== PROVIDED TEXT ==
━━━━━━━━━━━━━━━━━━━━

Submitted to: Animal Health Research Reviews
Publication Type: Peer reviewed journal
Publication Acceptance Date: 2/9/2005
Publication Date: 6/1/2005
Citation: Lee, C.W., Suarez, D.L. 2005. Avian influenza virus: prospects for prevention and control by vaccination. Animal Health Research Reviews. 6(1):1-15. Interpretive Summary: Avian influenza is a virus that can cause serious disease in poultry. On rare occasions these viruses may also infect humans. Therefore, it is important for both human and animal health to control these outbreaks. One method of control is the use of vaccines. Vaccinated birds are generally protected from disease, but the birds can still become infected with the virus and shed virus into the environment. A good vaccine will allow little shedding of virus. A poor vaccine will allow a lot of virus to be shed. By a combination of animal and laboratory studies, it can be determined which vaccines will perform well in the field. The procedures are similar to how human influenza vaccines are selected every year. The availability and use of effective vaccines can be a valuable tool in controlling outbreaks of avian influenza. However, effective control measures must also include quarantines, surveillance, and good biosecurity.
Technical Abstract: Like many other RNA viruses, the success of influenza is associated with the virus' ability to undergo antigenic changes. For these reason, human influenza vaccines are evaluated every year to update the vaccine formulation to include vaccine seed that is more similar to currently prevailing strains. In contrast, broad subtype-specific immunity has been observed for avian influenza (AI) vaccines through experimental and field experience. Poultry are usually naïve to influenza virus due to their short production lives, and vaccination has rarely been used for the long-term control of AI. This has likely resulted in less immune selection pressure on the AI virus as compared to human influenza virus, and may partially explain the broader protection of AI vaccine in poultry. However, our recent findings indicate antigenic drift away from the vaccine strain, which has not been observed in AI virus, can occur in poultry. Thus, vaccination can lead to the evolution of antigenically divergent strains. However, it is also possible to control and eradicate the virus by judicious use of vaccination coupled with strong surveillance program. This paper discusses the effectiveness of currently available AI vaccines and suggests the ideal use of the vaccine even with antigenic drift of the virus.

━━━━━━━━━━━━━━━━━━━━

== DATA SHOWN ==
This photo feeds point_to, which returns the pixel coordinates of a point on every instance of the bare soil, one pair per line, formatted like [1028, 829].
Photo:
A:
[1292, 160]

━━━━━━━━━━━━━━━━━━━━

== PROBLEM TO WORK ON ==
According to the avian influenza text, what must effective control measures include besides vaccines?

== ANSWER AREA ==
Quarantines, surveillance, and good biosecurity.